Source extract
========

There was a similar agreement before the current crisis called the Stability and Growth Pact, which said that the national deficit of a European nation could not exceed a certain percentage. If the deficit did, the nation would pay massive fines. The French (and even the Germans) consistently exceeded these limits but did not pay fines. They were too powerful to be sanctioned, so the system broke down.
Today, we see a concept that goes far beyond the Stability and Growth Pact. The idea is that nations will have no deficits without the permission of an appointed board and that any debt they do take on will be issued through an EU mechanism. That mechanism will eliminate the option of cheating. It may be possible to issue unauthorized bonds, but without a European guarantee, the market would charge a country like Greece prohibitively high interest rates.
But the core problem is the decision about who will and will not be allowed to borrow. Ideally, this decision would be completely transparent and predictable. In practice, the differences and needs of different countries will be so vast that the board will have to make some decisions. Given that the board will be composed of the finance ministers of some eurozone countries -- and that they will have to go home after a decision -- the question of who will be denied permission will be perceived as highly political and, in some cases, as extremely unfair. In some cases, both will be true.

========

Required work
Rewrite the part of the eurozone excerpt that opens with "But the core" and closes with "will be true.", changing "board" to "committee" throughout. The rows that follow are separate material and are not related to the eurozone excerpt.

========

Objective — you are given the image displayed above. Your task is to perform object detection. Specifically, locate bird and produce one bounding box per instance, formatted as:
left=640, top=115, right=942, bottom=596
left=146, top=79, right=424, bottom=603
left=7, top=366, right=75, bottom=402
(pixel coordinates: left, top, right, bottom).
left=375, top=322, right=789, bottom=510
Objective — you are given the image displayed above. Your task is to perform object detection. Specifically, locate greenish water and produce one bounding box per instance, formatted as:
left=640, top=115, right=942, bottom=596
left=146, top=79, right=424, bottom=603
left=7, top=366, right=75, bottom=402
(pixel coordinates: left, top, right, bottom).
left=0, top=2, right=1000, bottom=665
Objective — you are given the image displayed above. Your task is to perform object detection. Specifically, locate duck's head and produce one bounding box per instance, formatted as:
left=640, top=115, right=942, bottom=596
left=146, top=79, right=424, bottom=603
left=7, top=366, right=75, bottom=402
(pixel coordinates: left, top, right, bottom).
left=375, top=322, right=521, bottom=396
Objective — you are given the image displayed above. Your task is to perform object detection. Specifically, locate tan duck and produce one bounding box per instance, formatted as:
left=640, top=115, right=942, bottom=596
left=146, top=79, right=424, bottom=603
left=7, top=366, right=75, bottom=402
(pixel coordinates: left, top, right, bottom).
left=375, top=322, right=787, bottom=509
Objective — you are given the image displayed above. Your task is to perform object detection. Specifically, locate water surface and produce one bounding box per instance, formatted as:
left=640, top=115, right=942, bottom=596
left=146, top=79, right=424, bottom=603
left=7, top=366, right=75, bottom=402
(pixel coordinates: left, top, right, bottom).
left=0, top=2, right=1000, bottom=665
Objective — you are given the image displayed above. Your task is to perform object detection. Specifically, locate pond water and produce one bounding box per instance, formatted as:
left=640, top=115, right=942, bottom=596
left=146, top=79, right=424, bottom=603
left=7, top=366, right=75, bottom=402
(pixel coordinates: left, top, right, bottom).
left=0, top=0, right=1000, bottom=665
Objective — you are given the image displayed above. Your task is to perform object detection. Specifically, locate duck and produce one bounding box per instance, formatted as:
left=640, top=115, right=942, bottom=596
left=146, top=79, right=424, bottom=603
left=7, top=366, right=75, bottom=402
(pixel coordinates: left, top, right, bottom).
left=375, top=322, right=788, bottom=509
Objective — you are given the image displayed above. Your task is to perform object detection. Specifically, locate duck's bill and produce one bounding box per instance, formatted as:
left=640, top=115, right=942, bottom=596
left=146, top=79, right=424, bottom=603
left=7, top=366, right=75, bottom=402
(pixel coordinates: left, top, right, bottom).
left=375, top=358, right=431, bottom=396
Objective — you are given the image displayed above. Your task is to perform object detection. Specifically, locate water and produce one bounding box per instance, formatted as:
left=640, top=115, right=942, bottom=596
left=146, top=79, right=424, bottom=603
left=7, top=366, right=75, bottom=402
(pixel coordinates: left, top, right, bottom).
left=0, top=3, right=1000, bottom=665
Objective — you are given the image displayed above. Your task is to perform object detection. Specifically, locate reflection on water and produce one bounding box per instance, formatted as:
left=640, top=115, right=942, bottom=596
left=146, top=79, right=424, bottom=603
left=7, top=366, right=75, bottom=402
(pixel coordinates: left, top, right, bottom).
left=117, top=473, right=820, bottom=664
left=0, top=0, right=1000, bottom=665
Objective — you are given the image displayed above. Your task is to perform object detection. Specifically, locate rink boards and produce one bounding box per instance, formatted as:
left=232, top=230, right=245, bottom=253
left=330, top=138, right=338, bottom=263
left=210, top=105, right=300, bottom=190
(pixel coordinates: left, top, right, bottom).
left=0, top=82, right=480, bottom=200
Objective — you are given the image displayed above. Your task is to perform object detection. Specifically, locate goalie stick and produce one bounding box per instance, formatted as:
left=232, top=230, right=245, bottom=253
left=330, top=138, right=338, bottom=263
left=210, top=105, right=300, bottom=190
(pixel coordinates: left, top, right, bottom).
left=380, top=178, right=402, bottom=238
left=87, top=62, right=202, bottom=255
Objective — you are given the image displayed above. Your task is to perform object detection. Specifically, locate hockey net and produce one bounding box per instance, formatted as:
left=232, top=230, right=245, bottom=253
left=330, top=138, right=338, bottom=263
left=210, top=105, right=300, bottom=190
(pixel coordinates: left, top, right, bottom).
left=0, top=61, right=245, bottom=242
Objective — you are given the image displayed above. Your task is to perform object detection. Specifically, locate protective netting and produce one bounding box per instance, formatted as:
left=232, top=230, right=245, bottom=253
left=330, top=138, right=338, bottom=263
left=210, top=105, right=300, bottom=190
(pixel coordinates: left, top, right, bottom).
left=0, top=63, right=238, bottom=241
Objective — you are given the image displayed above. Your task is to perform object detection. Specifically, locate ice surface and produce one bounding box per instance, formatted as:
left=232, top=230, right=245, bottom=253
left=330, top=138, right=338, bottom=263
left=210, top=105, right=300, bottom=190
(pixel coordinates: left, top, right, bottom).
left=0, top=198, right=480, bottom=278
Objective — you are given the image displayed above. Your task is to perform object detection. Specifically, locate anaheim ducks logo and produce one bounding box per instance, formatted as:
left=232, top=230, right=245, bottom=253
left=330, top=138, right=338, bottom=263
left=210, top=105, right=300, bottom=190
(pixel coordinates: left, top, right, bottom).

========

Exercise response
But the core problem is the decision about who will and will not be allowed to borrow. Ideally, this decision would be completely transparent and predictable. In practice, the differences and needs of different countries will be so vast that the committee will have to make some decisions. Given that the committee will be composed of the finance ministers of some eurozone countries -- and that they will have to go home after a decision -- the question of who will be denied permission will be perceived as highly political and, in some cases, as extremely unfair. In some cases, both will be true.